[What you have to do]:
Drop every picture, then transcribe the remaining data exactly.

-- start Exercise materials --

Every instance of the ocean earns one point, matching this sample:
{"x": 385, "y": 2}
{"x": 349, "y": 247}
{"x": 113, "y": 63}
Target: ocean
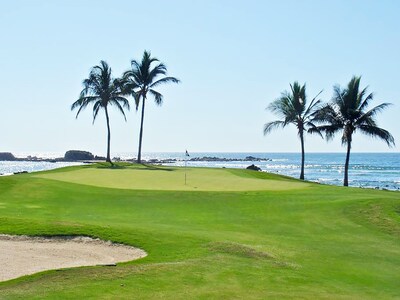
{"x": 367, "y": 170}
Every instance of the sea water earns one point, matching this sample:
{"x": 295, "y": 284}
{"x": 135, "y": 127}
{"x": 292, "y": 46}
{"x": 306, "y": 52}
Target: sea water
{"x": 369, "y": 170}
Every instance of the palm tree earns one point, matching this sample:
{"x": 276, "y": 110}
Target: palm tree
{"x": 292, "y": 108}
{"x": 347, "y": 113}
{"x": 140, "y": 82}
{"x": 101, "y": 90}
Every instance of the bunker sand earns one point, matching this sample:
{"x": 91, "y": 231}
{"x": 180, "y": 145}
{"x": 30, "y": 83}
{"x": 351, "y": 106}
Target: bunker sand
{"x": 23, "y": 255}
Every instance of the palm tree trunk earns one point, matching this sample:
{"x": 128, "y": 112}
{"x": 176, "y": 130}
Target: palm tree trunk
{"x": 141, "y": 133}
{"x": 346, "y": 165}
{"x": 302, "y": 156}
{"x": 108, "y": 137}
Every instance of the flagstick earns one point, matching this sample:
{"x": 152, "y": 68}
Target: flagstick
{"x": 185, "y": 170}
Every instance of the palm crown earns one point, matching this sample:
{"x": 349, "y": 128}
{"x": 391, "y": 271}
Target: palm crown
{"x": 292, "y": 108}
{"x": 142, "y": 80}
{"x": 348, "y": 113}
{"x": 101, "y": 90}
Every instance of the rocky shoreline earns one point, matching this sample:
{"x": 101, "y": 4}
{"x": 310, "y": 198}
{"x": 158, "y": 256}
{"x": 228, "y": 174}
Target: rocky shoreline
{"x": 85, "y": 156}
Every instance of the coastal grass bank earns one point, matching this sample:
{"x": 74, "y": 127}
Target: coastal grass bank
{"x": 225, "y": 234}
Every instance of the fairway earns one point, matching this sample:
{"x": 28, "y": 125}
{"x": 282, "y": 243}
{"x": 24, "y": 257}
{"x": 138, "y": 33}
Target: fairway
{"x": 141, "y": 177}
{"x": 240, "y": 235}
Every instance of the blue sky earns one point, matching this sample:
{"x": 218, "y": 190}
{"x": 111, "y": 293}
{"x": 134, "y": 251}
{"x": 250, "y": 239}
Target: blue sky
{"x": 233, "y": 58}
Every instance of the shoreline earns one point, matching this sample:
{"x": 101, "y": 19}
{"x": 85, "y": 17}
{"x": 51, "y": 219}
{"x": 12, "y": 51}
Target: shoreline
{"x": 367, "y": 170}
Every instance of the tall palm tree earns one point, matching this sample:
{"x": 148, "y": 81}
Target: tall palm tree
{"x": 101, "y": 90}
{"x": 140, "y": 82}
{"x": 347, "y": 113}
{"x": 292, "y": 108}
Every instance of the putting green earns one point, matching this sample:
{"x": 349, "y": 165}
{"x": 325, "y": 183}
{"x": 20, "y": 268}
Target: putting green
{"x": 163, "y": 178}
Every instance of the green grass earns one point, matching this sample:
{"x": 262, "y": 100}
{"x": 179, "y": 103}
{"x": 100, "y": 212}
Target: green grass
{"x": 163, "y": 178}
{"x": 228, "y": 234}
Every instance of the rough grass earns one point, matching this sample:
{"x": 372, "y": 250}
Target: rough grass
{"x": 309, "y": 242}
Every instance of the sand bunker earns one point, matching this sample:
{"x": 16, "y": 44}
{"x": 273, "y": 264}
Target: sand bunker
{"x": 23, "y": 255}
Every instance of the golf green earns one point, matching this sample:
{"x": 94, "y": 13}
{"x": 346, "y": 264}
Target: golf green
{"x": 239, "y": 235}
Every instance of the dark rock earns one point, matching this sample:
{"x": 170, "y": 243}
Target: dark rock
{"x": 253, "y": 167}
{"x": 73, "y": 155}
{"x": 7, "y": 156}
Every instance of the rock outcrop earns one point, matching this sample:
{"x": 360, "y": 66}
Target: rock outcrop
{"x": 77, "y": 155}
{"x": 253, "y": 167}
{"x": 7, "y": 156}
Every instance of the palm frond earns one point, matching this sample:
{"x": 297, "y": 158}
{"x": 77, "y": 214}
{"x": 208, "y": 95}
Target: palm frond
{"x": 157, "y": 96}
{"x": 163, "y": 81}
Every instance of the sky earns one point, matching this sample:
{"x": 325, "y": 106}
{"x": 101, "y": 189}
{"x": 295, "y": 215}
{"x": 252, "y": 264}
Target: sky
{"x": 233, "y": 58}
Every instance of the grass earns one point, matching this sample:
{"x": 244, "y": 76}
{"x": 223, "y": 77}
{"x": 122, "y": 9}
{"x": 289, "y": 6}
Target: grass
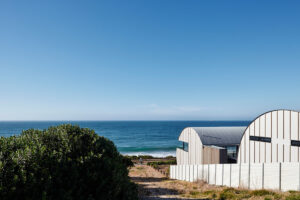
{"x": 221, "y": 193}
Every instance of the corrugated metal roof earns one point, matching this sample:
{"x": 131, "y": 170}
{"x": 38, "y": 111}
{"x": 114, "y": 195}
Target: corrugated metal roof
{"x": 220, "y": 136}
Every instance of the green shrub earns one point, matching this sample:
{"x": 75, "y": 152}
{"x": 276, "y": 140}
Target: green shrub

-- end Exercise materials --

[The response]:
Every instance of the ocean earns one point, matching this sample:
{"x": 385, "y": 2}
{"x": 349, "y": 247}
{"x": 113, "y": 63}
Target: ocean
{"x": 367, "y": 170}
Every instance of the sea water earns one point, matching this sample:
{"x": 295, "y": 284}
{"x": 135, "y": 127}
{"x": 292, "y": 46}
{"x": 306, "y": 52}
Target: sea water
{"x": 369, "y": 170}
Every instance of the palm tree earns one point, matching this sample:
{"x": 276, "y": 110}
Target: palm tree
{"x": 292, "y": 108}
{"x": 347, "y": 113}
{"x": 140, "y": 82}
{"x": 101, "y": 90}
Every instance of the bunker sand earns one point, matching this sample:
{"x": 91, "y": 231}
{"x": 180, "y": 145}
{"x": 30, "y": 83}
{"x": 351, "y": 106}
Target: bunker sand
{"x": 23, "y": 255}
Every instance of the palm tree trunk earns one point, matching this sample:
{"x": 128, "y": 112}
{"x": 176, "y": 130}
Target: palm tree trunk
{"x": 141, "y": 133}
{"x": 346, "y": 165}
{"x": 302, "y": 156}
{"x": 108, "y": 137}
Every instance of the flagstick earns one point, matching this sample:
{"x": 152, "y": 68}
Target: flagstick
{"x": 185, "y": 170}
Every instance of the palm crown earns one point, matching this sample:
{"x": 349, "y": 128}
{"x": 391, "y": 271}
Target: palm crown
{"x": 292, "y": 108}
{"x": 142, "y": 80}
{"x": 348, "y": 113}
{"x": 101, "y": 90}
Every instance of the rocky shoreline earns one point, matching this sample:
{"x": 101, "y": 4}
{"x": 310, "y": 198}
{"x": 158, "y": 256}
{"x": 228, "y": 174}
Target: rocky shoreline
{"x": 85, "y": 156}
Every instance of the coastal grass bank earns one point, matching this sample:
{"x": 74, "y": 127}
Target: coastal grass bank
{"x": 225, "y": 234}
Every instance of the fairway earns one point, matching this sample:
{"x": 28, "y": 125}
{"x": 282, "y": 243}
{"x": 24, "y": 257}
{"x": 138, "y": 33}
Target: fairway
{"x": 141, "y": 177}
{"x": 240, "y": 235}
Every instance of the blue sky earns one point, matching this sample:
{"x": 218, "y": 190}
{"x": 111, "y": 293}
{"x": 134, "y": 251}
{"x": 250, "y": 239}
Target: blue sky
{"x": 233, "y": 58}
Every instance of the shoreline earns one point, matching this sample:
{"x": 101, "y": 19}
{"x": 85, "y": 17}
{"x": 51, "y": 219}
{"x": 12, "y": 51}
Target: shoreline
{"x": 367, "y": 170}
Every instance of the tall palm tree earns one point, matching this sample:
{"x": 148, "y": 81}
Target: tall palm tree
{"x": 101, "y": 90}
{"x": 140, "y": 82}
{"x": 347, "y": 113}
{"x": 292, "y": 108}
Every instance of the putting green earns one point, matching this sample:
{"x": 349, "y": 165}
{"x": 325, "y": 183}
{"x": 20, "y": 268}
Target: putting green
{"x": 163, "y": 178}
Every instance of the green grass earns one point, matching this sample:
{"x": 262, "y": 100}
{"x": 179, "y": 103}
{"x": 100, "y": 212}
Target: green grass
{"x": 163, "y": 178}
{"x": 228, "y": 234}
Every instance of the rough grass earns one point, matching this sample:
{"x": 372, "y": 250}
Target: rough grass
{"x": 309, "y": 242}
Every instance of the sand bunker earns one point, matching this sample:
{"x": 16, "y": 44}
{"x": 273, "y": 264}
Target: sand bunker
{"x": 23, "y": 255}
Every instance of the golf green earns one point, matching this sample:
{"x": 94, "y": 13}
{"x": 346, "y": 264}
Target: golf green
{"x": 239, "y": 235}
Every instance of the dark rock earns one point, matching this sample:
{"x": 170, "y": 243}
Target: dark rock
{"x": 253, "y": 167}
{"x": 73, "y": 155}
{"x": 7, "y": 156}
Every instance of the rock outcrop earns one point, matching this sample:
{"x": 360, "y": 66}
Target: rock outcrop
{"x": 77, "y": 155}
{"x": 253, "y": 167}
{"x": 7, "y": 156}
Every instance of the palm frond earns one point, matching this sample:
{"x": 297, "y": 158}
{"x": 77, "y": 214}
{"x": 208, "y": 95}
Target: palm frond
{"x": 157, "y": 96}
{"x": 163, "y": 81}
Every instance of the sky earns one point, matching this sample:
{"x": 325, "y": 106}
{"x": 101, "y": 189}
{"x": 295, "y": 215}
{"x": 252, "y": 264}
Target: sky
{"x": 233, "y": 58}
Every instance of the grass earns one point, matching this sample:
{"x": 244, "y": 76}
{"x": 223, "y": 77}
{"x": 122, "y": 9}
{"x": 289, "y": 6}
Target: grass
{"x": 221, "y": 193}
Every instance of the corrugated metal roof earns one point, matching this sample:
{"x": 131, "y": 170}
{"x": 38, "y": 111}
{"x": 114, "y": 195}
Target: corrugated metal roof
{"x": 220, "y": 136}
Every instance of the green shrub earns one point, matching this sample:
{"x": 75, "y": 152}
{"x": 276, "y": 140}
Target: green shrub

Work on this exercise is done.